TASK GOAL >> Pull out the lines below that start with the line containing "If you could mark the green grass" and end with the line containing "<point>796,563</point>", both included. Reproduce them verbatim and give nothing else.

GIVEN DATA >>
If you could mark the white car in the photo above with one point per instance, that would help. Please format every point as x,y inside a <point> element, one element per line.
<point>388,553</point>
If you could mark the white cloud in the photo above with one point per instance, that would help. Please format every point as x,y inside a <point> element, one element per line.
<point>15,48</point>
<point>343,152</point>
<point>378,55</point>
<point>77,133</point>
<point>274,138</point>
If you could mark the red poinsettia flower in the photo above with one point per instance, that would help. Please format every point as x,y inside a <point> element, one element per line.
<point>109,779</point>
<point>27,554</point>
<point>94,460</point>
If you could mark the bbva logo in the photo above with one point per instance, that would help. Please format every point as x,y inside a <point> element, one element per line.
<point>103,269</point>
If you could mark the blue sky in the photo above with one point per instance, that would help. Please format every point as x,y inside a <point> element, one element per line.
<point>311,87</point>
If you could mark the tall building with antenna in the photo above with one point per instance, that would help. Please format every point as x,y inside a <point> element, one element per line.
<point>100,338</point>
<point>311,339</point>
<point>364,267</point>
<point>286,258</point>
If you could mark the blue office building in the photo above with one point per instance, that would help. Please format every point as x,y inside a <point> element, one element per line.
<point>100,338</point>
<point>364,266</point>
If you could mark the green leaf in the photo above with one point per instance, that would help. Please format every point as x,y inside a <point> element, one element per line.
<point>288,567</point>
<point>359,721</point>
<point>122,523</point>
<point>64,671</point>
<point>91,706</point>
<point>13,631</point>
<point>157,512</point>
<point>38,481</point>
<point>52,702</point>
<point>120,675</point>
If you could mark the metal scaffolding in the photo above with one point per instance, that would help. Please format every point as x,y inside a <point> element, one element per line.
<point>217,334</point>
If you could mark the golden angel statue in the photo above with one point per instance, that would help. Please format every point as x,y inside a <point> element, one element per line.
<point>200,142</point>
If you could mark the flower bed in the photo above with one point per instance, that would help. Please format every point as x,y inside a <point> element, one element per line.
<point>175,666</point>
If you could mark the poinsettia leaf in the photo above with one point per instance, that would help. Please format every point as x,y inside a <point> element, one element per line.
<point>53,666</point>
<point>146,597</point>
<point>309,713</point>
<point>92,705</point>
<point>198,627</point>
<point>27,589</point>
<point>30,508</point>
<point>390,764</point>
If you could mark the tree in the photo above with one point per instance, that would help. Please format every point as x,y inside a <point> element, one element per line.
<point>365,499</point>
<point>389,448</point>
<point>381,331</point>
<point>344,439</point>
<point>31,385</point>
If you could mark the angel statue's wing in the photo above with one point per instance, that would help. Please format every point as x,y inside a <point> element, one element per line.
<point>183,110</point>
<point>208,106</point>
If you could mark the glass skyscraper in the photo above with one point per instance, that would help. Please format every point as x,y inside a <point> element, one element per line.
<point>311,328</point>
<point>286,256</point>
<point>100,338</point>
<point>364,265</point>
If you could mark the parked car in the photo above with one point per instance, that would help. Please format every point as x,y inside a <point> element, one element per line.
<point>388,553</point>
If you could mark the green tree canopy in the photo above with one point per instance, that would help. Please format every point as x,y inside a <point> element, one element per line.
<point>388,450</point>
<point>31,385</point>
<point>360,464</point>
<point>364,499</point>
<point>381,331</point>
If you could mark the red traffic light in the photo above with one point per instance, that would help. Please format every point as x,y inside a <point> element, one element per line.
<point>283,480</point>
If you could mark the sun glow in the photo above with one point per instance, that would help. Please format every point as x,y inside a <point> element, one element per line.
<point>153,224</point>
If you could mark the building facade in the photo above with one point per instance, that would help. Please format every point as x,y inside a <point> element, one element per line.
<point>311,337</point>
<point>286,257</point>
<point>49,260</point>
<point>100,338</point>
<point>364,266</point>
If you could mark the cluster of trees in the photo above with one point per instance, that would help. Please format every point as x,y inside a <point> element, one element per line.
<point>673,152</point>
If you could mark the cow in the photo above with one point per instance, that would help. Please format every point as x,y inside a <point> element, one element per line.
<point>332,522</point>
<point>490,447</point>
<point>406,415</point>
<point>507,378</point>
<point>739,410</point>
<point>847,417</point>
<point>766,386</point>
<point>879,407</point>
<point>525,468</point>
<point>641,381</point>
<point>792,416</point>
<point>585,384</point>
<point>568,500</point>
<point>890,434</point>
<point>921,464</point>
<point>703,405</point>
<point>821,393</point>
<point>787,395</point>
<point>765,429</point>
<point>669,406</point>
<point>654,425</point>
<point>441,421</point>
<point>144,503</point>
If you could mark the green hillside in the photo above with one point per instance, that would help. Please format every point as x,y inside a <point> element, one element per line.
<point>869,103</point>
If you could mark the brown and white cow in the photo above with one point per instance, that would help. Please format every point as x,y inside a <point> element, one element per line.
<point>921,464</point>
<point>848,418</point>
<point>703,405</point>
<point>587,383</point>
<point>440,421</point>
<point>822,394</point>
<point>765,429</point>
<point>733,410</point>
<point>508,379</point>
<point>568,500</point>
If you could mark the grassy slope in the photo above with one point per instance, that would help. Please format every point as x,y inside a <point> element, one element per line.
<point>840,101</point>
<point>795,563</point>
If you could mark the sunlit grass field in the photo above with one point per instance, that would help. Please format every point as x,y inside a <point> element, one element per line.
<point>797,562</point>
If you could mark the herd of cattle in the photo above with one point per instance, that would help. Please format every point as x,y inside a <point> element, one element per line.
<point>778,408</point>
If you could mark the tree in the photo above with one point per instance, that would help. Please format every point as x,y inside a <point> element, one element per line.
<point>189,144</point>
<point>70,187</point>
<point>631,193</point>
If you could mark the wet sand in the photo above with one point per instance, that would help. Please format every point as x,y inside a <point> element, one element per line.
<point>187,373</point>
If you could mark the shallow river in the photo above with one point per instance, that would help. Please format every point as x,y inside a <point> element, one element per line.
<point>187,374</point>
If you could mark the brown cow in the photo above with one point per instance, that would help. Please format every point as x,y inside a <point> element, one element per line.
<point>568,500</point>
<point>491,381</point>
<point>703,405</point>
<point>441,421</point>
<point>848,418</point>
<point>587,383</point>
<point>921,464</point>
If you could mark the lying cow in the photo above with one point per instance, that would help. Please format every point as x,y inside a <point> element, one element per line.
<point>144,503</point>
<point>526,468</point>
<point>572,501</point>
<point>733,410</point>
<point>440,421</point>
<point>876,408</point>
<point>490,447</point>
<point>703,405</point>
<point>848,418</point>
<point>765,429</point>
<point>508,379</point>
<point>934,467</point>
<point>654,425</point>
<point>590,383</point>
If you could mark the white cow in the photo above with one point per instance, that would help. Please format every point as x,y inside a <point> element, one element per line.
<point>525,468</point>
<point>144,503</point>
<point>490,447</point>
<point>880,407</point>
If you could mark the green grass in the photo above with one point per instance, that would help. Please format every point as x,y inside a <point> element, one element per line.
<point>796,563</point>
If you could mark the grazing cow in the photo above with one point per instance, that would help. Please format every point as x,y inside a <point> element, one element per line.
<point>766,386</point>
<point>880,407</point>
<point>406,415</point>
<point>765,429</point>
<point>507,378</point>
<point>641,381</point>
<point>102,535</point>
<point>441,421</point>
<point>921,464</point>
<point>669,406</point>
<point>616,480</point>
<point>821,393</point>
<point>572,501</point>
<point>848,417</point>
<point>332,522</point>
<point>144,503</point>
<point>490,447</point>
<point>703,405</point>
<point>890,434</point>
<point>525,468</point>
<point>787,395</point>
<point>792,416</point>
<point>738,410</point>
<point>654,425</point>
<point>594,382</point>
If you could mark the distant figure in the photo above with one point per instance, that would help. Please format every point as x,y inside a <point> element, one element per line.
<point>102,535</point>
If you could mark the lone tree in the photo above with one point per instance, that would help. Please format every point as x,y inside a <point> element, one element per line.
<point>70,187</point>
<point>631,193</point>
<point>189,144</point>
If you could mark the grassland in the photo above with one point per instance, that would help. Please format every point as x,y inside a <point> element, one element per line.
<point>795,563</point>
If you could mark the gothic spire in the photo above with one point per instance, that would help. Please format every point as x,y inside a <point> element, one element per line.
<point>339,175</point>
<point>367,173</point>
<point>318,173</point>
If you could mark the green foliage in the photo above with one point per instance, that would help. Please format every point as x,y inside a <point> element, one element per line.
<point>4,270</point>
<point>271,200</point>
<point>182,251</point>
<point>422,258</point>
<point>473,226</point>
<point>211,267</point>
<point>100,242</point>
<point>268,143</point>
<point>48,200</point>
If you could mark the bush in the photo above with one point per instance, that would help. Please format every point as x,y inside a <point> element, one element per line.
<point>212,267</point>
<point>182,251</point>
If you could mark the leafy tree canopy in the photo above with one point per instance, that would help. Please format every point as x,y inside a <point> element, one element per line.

COMPLETED TASK >>
If you could mark the green grass in the photo above with one point per instance, that would help. Please format every point as x,y inside a <point> element, one element per line.
<point>796,563</point>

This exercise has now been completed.